Passage provided:
════
Toyin Falola
Life is transitional. A close look at human existence shows every major step was an end to a previous one. From conception, till birth, the human being has consistently moved through stages into adulthood where the cumulative efforts of who we are becomes more apparent. It is with a heavy heart that I commit to this piece in honor of a respected colleague, thought leader, and historian. The news of the demise of Professor Hakeem Olumide Danmole is a bitter pill to swallow. Little prepared the mind for this eventuality. The suddenness perhaps is what keeps friends and families heavy with grief. Who would have thought that a loving moment may actually be the last?

Professor Hakeem Olumide Danmole (aka HOD) is a Nigerian scholar from a generation of historians who spent their time beyond the walls of the universities, extending their knowledge into service for humanity to shape intellectual culture, historical consciousness and moral civility. His passing is therefore a loss, to the communities he served and lived for. His passing has genuinely created a hole in the walls of Nigerian historiography and Islamic scholarship.
The erudite scholar was born in the quarters of Idigba/Agarawo on Lagos Island. He was a rare generation that understood history not just as recollecting past events but a means to look into the soul of a people. His early education took him through the streets of Lagos and Ijebu-Ode, before moving into the University of Ibadan, for a Bachelor’s degree in Arabic and Islamic Studies and then to the University of Birmingham for his postgraduate studies in African History.

As a young student, he moved committedly between Islamic civilization, African historiography, Yoruba studies, and the sociological evolution of the Nigerian state instead of being confined to narrow disciplinary silos. Without any doubt, the late scholar embodied the long living tradition peculiar to the public intellectual: he was broad in learning, spoke elegantly grounded in his faith, and profoundly conscious of the responsibilities of scholarship to society.
As a foundation staff member of the Department of History, University of Ilorin. Professor Danmole started out as an Assistant Lecturer before his promotion as a Professor in 1992. The academic community will remember him as a teacher of history who narrates civilizations with careful diligence. He taught history with the diligence and cultural sensitivity it requires. His lectures reportedly carried the cadence of a scholar and the wisdom of the elder.
════
Data rows:

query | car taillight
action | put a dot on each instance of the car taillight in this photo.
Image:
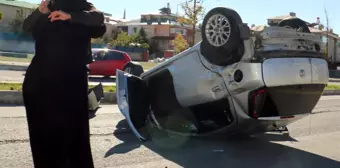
(256, 102)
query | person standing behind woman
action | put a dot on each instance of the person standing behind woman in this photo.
(55, 85)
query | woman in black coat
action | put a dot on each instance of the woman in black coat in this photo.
(55, 86)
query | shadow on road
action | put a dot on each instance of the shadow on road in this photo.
(222, 152)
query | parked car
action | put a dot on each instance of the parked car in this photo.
(107, 61)
(235, 81)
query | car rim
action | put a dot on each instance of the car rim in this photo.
(217, 30)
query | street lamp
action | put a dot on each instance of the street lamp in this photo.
(177, 7)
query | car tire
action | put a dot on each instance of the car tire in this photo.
(133, 69)
(230, 48)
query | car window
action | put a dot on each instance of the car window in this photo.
(114, 56)
(107, 55)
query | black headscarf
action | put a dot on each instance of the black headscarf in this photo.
(68, 5)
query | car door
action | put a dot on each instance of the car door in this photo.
(320, 72)
(132, 101)
(96, 67)
(287, 71)
(114, 60)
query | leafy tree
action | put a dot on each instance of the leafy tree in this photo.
(193, 13)
(16, 23)
(98, 41)
(180, 44)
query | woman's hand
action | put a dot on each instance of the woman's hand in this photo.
(59, 15)
(43, 7)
════
Written request: Translate this sentence from the tribute to Professor Hakeem Olumide Danmole into Spanish: "He taught history with the diligence and cultural sensitivity it requires."

Correct result: Enseñó historia con la diligencia y la sensibilidad cultural que requiere.